§ **Source document**:
## begin

Modern NASA Building

A change of space

A little-known piece of the city’s NASA past is being renovated, modernized and opened to the public

By MIKE SNYDER
HOUSTON CHRONICLE

photo photo
NASA

A southeast Houston building was home to the Manned Spacecraft Center in the 1960s

Until recently, many employees of Houston's Parks and Recreation Department weren't aware that when they strolled down to the supply room for paper clips they were walking in the footsteps — literally — of pioneers of the American space program.

The department's offices are in a southeast Houston building that was home to NASA's Manned Spacecraft Center from 1962 to 1964. It was here that the Mercury astronauts paved the way for their Apollo successors to win the race that put Americans on the moon before their Soviet competitors.

The building's history and design have been highlighted in a $16 million renovation intended to transform it from an obscure bureaucratic center into a public amenity. The parks department intends to lease part of the building and its courtyard for public events, such as weddings, to recover some of the costs and make the property more familiar to the community.

“I consider this building a piece of art,” said Joe Turner, the city's parks and recreation director, who has overseen the renovation and successful efforts to achieve local, state and federal historic designations for the building.

City officials will dedicate the renovated building in a ceremony Friday. Turner said he hopes the public event leases can begin by the spring of next year.

The low-slung building, made from a distinctive green stone known as green-cast quartzite, was commissioned in 1956 as the headquarters for a Houston-based construction firm, Farnsworth & Company. Employees of that company would later develop such well-known contemporary firms as Spaw Glass and Williams Brothers.

Farnsworth hired MacKie & Kamrath, a local architectural firm, to design the building. The designers were influenced by Frank Lloyd Wright and incorporated certain elements that Wright took from Mesoamerican civilizations such as the Aztecs and Maya, said Anna Mod, a preservation consultant who prepared applications for the building's historic designations.

“When I saw the building in Houston, that's the first thing I thought of,” Mod recalled. “Frank Lloyd Wright had borrowed the same vocabulary.”

Stephen Fox, a Rice University architectural historian, said MacKie & Kamrath incorporated some of the same elements into other corporate headquarters built in the 1950s, including the Schlumberger building on the Gulf Freeway (1953) and what is now the Exxon-Mobil research center on Buffalo Speedway (1954). These buildings represented part of Houston's first wave of suburbanization after World War II, Fox said.

Bought by city in 1976

In 1961, oil drilling magnate Oscar Lee Gragg and members of his family bought the building as an investment but never occupied it.

## end

Outline records
## begin

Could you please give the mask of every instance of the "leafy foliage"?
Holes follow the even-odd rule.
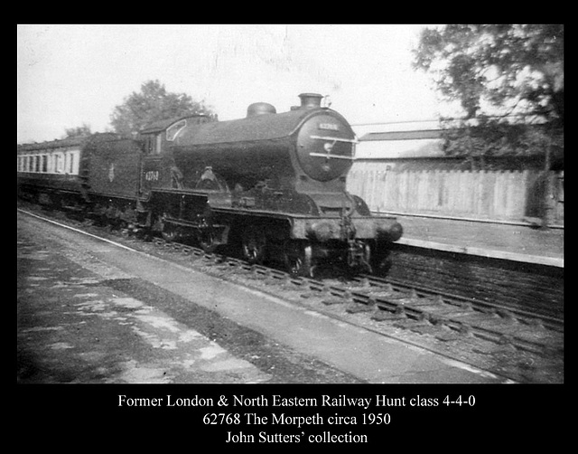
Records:
[[[520,155],[562,146],[564,25],[428,28],[414,56],[415,67],[463,109],[446,134],[446,153]]]
[[[82,126],[66,128],[64,130],[64,136],[62,136],[61,138],[80,137],[83,136],[90,136],[91,134],[90,127],[86,123],[82,123]]]
[[[135,136],[154,121],[193,114],[213,112],[203,101],[193,101],[186,93],[169,92],[158,80],[148,80],[140,92],[133,92],[115,108],[110,123],[115,132]]]

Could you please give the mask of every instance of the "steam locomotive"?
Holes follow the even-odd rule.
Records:
[[[205,251],[234,247],[251,263],[277,261],[312,276],[323,263],[387,272],[395,218],[371,215],[346,191],[356,137],[316,93],[276,113],[251,104],[247,118],[204,115],[117,134],[18,147],[18,189],[41,203],[81,212]]]

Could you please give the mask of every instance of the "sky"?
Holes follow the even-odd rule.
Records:
[[[257,101],[286,111],[303,92],[329,95],[352,125],[434,119],[444,108],[411,66],[423,28],[19,24],[17,143],[83,124],[110,129],[114,108],[152,80],[203,100],[220,120],[244,118]]]

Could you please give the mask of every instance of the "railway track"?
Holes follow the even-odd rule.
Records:
[[[113,234],[150,249],[149,251],[179,257],[224,279],[282,295],[346,323],[465,360],[472,365],[480,366],[480,361],[488,362],[492,355],[503,355],[504,352],[517,358],[518,364],[540,364],[553,358],[563,363],[563,319],[390,279],[359,276],[319,280],[294,277],[275,268],[205,252],[190,244],[162,238],[145,242],[120,232]],[[500,367],[504,367],[503,362]],[[518,373],[511,378],[524,381]]]
[[[280,270],[206,253],[187,244],[163,239],[155,239],[154,242],[163,249],[212,261],[212,266],[220,270],[242,271],[252,279],[268,281],[269,286],[282,285],[285,289],[299,290],[301,298],[322,298],[326,306],[343,305],[348,313],[369,313],[368,317],[375,321],[394,322],[397,326],[407,322],[408,326],[414,325],[411,326],[414,329],[418,329],[415,323],[421,323],[430,332],[439,330],[438,336],[450,338],[453,334],[476,337],[535,355],[564,351],[562,319],[373,276],[353,278],[349,282],[295,278]]]

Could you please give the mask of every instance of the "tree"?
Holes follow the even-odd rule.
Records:
[[[204,101],[193,101],[185,93],[171,93],[158,80],[148,80],[141,85],[141,91],[133,92],[117,106],[110,117],[115,130],[125,136],[135,136],[154,121],[184,115],[213,115]]]
[[[424,29],[415,68],[459,100],[466,118],[492,108],[506,117],[564,122],[564,25],[446,25]]]
[[[90,127],[86,123],[82,123],[82,126],[79,126],[76,128],[69,128],[64,130],[64,136],[62,138],[72,138],[72,137],[80,137],[83,136],[90,136],[92,131],[90,130]]]
[[[442,95],[464,111],[446,130],[446,153],[472,163],[479,156],[482,167],[488,155],[542,153],[546,226],[552,155],[564,142],[564,25],[424,29],[414,65],[428,71]],[[512,122],[513,116],[523,119]]]

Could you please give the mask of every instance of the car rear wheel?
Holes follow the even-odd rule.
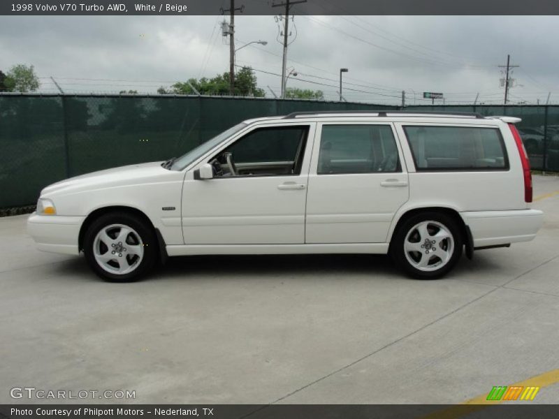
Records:
[[[84,236],[84,253],[99,277],[132,281],[147,274],[157,258],[156,237],[150,226],[129,214],[106,214],[95,220]]]
[[[414,278],[433,279],[450,271],[462,254],[460,228],[453,218],[438,212],[409,217],[391,247],[396,263]]]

## end

§ **Problem description**: Please retype the article on the former NASA building word for word, starting with "A southeast Houston building was" and going on through "American space program.".

§ **Response to this task**:
A southeast Houston building was home to the Manned Spacecraft Center in the 1960s

Until recently, many employees of Houston's Parks and Recreation Department weren't aware that when they strolled down to the supply room for paper clips they were walking in the footsteps — literally — of pioneers of the American space program.